**** Extracted records ****

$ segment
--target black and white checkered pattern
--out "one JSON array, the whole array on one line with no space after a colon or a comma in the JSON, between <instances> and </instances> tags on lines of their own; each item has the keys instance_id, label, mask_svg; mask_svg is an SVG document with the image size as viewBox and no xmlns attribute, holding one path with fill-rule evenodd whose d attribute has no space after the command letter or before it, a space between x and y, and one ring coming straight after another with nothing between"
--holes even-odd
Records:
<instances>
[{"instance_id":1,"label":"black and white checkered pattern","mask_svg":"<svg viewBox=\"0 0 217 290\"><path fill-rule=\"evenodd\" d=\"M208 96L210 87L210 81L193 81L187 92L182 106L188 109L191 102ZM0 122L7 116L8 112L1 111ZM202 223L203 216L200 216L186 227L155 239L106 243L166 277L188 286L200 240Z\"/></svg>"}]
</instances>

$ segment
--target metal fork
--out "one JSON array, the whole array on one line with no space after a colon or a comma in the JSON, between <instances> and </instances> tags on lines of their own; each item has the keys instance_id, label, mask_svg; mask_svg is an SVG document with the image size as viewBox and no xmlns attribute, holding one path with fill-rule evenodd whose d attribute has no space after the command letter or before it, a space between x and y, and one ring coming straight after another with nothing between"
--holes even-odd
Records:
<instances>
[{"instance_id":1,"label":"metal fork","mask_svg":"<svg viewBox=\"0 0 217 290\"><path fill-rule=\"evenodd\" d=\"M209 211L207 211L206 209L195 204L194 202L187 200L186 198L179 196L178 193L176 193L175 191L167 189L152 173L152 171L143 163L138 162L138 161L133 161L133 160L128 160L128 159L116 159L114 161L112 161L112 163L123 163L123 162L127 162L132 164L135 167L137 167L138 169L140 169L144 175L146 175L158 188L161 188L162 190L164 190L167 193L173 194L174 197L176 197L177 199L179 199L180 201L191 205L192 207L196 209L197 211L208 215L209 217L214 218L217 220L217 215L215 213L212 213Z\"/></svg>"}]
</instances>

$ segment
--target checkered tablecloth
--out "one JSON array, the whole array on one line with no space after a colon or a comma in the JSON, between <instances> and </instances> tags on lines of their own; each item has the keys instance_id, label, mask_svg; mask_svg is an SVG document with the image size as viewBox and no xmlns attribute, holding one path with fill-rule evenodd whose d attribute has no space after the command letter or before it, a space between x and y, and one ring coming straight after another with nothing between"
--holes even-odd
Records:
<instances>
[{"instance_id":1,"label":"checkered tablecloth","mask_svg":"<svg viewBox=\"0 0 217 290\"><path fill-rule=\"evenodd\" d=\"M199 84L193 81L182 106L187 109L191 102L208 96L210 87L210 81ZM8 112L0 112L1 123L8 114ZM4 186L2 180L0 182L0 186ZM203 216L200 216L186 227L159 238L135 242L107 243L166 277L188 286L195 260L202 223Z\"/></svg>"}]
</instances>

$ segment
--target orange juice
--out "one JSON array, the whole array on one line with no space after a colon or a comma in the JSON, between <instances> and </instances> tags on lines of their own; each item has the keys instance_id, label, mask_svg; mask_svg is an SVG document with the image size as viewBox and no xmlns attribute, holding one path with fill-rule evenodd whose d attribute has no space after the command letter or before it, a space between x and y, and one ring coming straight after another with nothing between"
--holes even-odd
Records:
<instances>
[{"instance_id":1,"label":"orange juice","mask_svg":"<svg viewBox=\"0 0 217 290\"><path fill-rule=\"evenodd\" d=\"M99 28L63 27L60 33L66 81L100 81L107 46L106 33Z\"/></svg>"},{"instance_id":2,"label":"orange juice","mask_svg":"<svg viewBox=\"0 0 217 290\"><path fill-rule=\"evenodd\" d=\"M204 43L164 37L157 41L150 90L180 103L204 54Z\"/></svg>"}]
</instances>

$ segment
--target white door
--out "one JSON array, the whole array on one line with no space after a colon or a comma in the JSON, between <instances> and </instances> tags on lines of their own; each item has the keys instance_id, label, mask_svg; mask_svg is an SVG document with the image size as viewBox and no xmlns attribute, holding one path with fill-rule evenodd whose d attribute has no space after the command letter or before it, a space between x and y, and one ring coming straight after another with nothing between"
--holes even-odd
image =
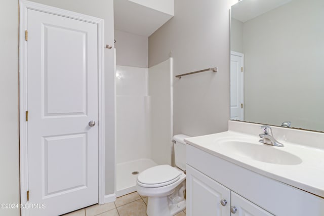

****

_What the task requires_
Determine how many lines in the entries above contain the string "target", treating uppercase and lowercase as distinct. Give only the number.

_Answer below_
5